### [Work to be completed]
Leaving out all images, return the entries below exactly.

### [Task inputs]
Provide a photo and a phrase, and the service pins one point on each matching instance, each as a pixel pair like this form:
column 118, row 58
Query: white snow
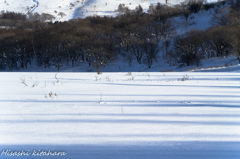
column 188, row 112
column 77, row 8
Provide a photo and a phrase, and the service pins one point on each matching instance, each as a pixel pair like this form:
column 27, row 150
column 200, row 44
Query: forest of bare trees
column 133, row 35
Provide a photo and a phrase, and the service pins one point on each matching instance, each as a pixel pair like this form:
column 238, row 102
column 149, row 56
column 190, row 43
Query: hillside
column 76, row 8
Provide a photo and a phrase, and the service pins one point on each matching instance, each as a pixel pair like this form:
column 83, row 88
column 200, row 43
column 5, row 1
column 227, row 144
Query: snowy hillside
column 122, row 115
column 76, row 8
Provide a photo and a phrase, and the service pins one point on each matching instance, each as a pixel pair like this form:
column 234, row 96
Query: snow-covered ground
column 122, row 115
column 77, row 8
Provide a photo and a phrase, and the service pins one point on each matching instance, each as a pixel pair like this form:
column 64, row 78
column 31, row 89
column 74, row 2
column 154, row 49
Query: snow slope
column 122, row 115
column 76, row 8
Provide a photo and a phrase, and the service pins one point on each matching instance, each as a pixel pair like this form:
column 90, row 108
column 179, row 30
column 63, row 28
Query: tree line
column 133, row 35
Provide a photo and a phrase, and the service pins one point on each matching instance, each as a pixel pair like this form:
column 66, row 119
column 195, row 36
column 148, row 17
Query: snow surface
column 122, row 115
column 77, row 8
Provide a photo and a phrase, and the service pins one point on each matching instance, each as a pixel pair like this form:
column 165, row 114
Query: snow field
column 119, row 108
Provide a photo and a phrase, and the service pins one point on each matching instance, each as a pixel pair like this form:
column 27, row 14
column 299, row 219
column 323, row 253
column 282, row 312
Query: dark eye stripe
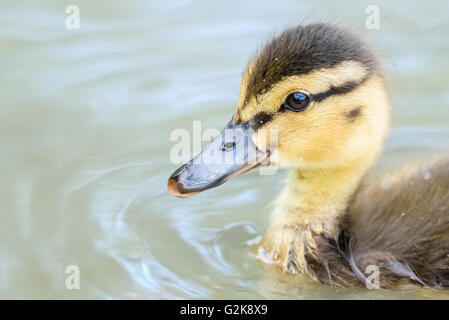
column 260, row 120
column 343, row 89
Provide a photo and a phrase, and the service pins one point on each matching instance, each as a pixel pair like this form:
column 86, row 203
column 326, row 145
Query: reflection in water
column 85, row 121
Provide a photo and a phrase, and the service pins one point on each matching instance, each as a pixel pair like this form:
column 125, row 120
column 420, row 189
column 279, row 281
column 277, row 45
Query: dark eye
column 297, row 101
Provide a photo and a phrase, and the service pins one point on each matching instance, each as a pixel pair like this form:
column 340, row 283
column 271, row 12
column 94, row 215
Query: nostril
column 228, row 146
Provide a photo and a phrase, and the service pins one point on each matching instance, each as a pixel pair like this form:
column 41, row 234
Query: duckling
column 323, row 92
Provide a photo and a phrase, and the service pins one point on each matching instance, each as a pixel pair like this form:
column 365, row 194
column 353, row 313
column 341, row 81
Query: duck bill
column 230, row 154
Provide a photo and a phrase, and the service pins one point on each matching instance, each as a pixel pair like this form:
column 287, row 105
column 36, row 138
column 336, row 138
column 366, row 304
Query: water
column 85, row 121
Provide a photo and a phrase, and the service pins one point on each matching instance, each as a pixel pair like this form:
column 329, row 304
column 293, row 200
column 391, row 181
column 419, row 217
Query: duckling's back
column 401, row 226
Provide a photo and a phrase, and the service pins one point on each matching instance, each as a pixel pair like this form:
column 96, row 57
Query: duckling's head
column 312, row 98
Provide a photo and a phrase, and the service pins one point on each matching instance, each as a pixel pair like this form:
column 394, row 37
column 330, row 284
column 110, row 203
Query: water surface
column 85, row 121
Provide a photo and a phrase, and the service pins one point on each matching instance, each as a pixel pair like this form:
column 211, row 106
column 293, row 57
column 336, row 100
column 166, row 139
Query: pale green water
column 85, row 120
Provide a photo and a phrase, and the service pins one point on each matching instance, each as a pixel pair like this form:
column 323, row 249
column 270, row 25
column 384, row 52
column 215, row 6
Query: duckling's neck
column 317, row 198
column 311, row 205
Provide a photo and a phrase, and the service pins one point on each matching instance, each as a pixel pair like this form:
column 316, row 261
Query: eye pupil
column 297, row 101
column 299, row 98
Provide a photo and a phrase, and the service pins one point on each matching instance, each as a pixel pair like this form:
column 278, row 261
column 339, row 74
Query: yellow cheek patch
column 315, row 82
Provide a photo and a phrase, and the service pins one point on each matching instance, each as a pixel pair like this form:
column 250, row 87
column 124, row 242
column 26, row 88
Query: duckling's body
column 399, row 224
column 322, row 92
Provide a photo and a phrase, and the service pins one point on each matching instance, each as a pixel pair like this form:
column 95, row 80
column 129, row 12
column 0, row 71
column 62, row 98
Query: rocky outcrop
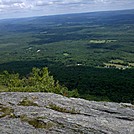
column 48, row 113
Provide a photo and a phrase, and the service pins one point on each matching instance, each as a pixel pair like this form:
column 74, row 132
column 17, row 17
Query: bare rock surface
column 48, row 113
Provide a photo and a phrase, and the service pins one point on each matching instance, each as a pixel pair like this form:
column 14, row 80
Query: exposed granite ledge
column 40, row 113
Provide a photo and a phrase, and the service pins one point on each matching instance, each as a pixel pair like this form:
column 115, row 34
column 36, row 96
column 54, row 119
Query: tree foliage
column 39, row 80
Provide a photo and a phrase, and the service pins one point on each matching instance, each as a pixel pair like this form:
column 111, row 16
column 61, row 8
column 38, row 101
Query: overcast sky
column 26, row 8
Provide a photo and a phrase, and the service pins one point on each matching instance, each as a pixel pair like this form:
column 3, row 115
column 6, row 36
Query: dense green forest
column 90, row 52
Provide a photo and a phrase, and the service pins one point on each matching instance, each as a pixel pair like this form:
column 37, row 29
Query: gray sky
column 26, row 8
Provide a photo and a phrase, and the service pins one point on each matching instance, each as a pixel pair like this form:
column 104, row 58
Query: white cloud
column 45, row 7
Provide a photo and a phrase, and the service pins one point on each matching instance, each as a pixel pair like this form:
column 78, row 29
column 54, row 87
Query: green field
column 91, row 52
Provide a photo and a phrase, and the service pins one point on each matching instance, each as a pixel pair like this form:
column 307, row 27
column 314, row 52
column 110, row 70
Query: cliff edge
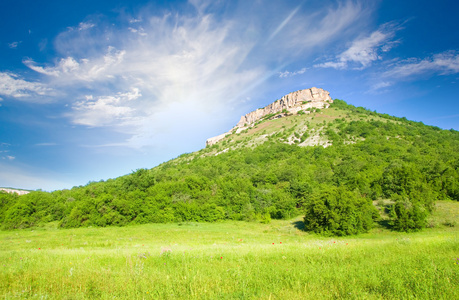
column 289, row 104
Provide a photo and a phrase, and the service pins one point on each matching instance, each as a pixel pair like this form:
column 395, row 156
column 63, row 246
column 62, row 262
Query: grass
column 230, row 260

### [Answer to this problem]
Provide a photo and a phrase, and the service pins one point on each matching instance, each as a pixel pair like this form:
column 118, row 58
Query: white snow
column 188, row 112
column 77, row 8
Provide a photo and a phrase, and the service pins one point on each matching instance, each as a pixel pair like this form:
column 27, row 150
column 200, row 44
Query: forest of bare trees
column 133, row 35
Provide a photo and a phrase, and the service pins one point on each matching instance, each as a pixel pair like this form:
column 238, row 102
column 149, row 56
column 190, row 43
Query: hillside
column 76, row 8
Provide a photo and a phrase, and the service pins one point on each matching instance, each as a pixel pair like this form:
column 83, row 88
column 200, row 43
column 5, row 1
column 227, row 144
Query: snowy hillside
column 122, row 115
column 76, row 8
Provide a photo and a phrase, and the service pins one point on each matching instance, each as a pixel pair like this form:
column 234, row 96
Query: snow-covered ground
column 122, row 115
column 77, row 8
Provide a photo and a phrase, and the service pins one point on each matching instance, each as a pixel pair like this form:
column 64, row 78
column 31, row 89
column 74, row 2
column 154, row 49
Query: snow slope
column 122, row 115
column 76, row 8
Provide a photo and a phrase, and the service pins one point on each matching instance, each as a pixel pair like this form:
column 90, row 108
column 179, row 30
column 63, row 28
Query: tree line
column 133, row 35
Provide a photo and a phrase, and the service pins one point on each matching instance, each as a pixel pair like this form:
column 66, row 119
column 195, row 36
column 148, row 17
Query: snow surface
column 122, row 115
column 77, row 8
Provide a photo and a phrase, and the service pins one point on each matching instance, each as a pixel pair like this form:
column 165, row 114
Query: snow field
column 119, row 108
Provide a photo and a phrase, and the service pins one point on each matching instance, each as a pixel pair like this form:
column 27, row 14
column 299, row 219
column 323, row 253
column 282, row 312
Query: dark eye stripe
column 260, row 120
column 343, row 89
Provide a photo and a phrase, and the service pins one point on each matching instance, each as a pixel pair like this form:
column 86, row 203
column 326, row 145
Query: reflection in water
column 85, row 121
Provide a photo and a phrase, and the service pins one point on each matching instance, each as a pixel pair like this form:
column 125, row 120
column 420, row 189
column 279, row 281
column 277, row 45
Query: dark eye
column 297, row 101
Provide a photo and a phrase, and the service pins one point on each matching instance, each as a pixel pair like this form:
column 340, row 283
column 271, row 12
column 94, row 215
Query: nostril
column 228, row 146
Provide a photo and a phrase, and the service pins one point on each matching instance, each as a pixel pair like this form:
column 41, row 234
Query: duckling
column 323, row 92
Provide a photo and a phrase, and the service pins one point on each matching instance, each as a pixel pair like this form:
column 365, row 194
column 353, row 313
column 341, row 81
Query: duck bill
column 230, row 154
Provide a photo and a phrase, and the service pins one point on each matching instance, each as a pixel pair like this form:
column 287, row 105
column 36, row 138
column 336, row 138
column 366, row 304
Query: water
column 85, row 121
Provide a photo and a phrase, and the service pins one point on each matching instance, each as a pixel pair like this form:
column 329, row 304
column 293, row 200
column 391, row 181
column 419, row 217
Query: duckling's back
column 401, row 226
Provide a photo and a phrase, and the service pins one point on each matching instance, each as a pixel pair like this form:
column 96, row 57
Query: duckling's head
column 312, row 98
Provide a photo and a phrase, and the service pins one point on each matching instance, each as a pixel pair like this form:
column 394, row 37
column 330, row 284
column 110, row 203
Query: water surface
column 85, row 121
Provide a photo and a phrase, and the service pins one point on each matching instance, each as a pixel pair like this form:
column 211, row 106
column 293, row 57
column 336, row 100
column 166, row 139
Query: pale green water
column 85, row 120
Provide a photo and a phrase, and the service pins one point on each matching instance, each as a pixel pair like this form:
column 323, row 249
column 270, row 25
column 384, row 52
column 215, row 6
Query: duckling's neck
column 317, row 198
column 311, row 205
Provide a photo and a phrase, and the service pins one point on each matching instance, each as a pixel pair like this form:
column 316, row 261
Query: eye pupil
column 297, row 101
column 299, row 98
Provide a photo and a phrase, and the service pins one point on each matching instance, each as a pixel pair like this form:
column 278, row 261
column 339, row 74
Query: yellow cheek patch
column 315, row 82
Provide a photo and a phrase, and the service pins one point on each matching instance, each as a pixel pair like this form:
column 250, row 87
column 124, row 242
column 26, row 88
Query: duckling's body
column 399, row 224
column 322, row 92
Provide a photo and a phrase, and the service pins one point on each matching instance, each as a pixel pair like this form:
column 95, row 80
column 129, row 12
column 0, row 71
column 62, row 98
Query: rocky outcrop
column 48, row 113
Provide a photo and a phrase, and the service pins one point on each matching instance, each as a pixel pair like this form:
column 74, row 132
column 17, row 17
Query: bare rock surface
column 48, row 113
Provide a photo and a phrase, and the service pins one point on each matching instance, each as a pixel pair like this form:
column 14, row 80
Query: exposed granite ledge
column 40, row 113
Provide a photo and a phrase, and the service pins one point on each matching instance, each as a pixel pair like this form:
column 115, row 34
column 36, row 96
column 54, row 119
Query: tree foliage
column 39, row 80
Provide a photo and a phrase, and the service pins one point on each matching instance, each as a pixel pair like this form:
column 111, row 16
column 61, row 8
column 38, row 101
Query: overcast sky
column 26, row 8
Provide a photo and a phrase, and the service pins one point on each matching instance, each as a pixel pair like this form:
column 3, row 115
column 6, row 36
Query: dense green forest
column 90, row 52
Provide a photo and a phrase, and the service pins one point on each matching instance, each as a pixel pair like this form:
column 37, row 29
Query: gray sky
column 26, row 8
Provide a photo and a phrase, and the service pins one point on each matching instance, each as a pixel pair like this form:
column 104, row 58
Query: white cloud
column 45, row 7
Provide a photo and a phrase, and the service pins one point on each matching instance, each as a pixel pair like this form:
column 78, row 29
column 54, row 87
Query: green field
column 91, row 52
Provide a photo and a phrase, and the service pins one point on each matching instance, each as a pixel pair like this form:
column 307, row 27
column 314, row 52
column 110, row 70
Query: cliff edge
column 289, row 104
Provide a photo and a phrase, and the service pins one point on each matching instance, each as a pixel pair like this form:
column 395, row 156
column 63, row 246
column 62, row 262
Query: grass
column 230, row 260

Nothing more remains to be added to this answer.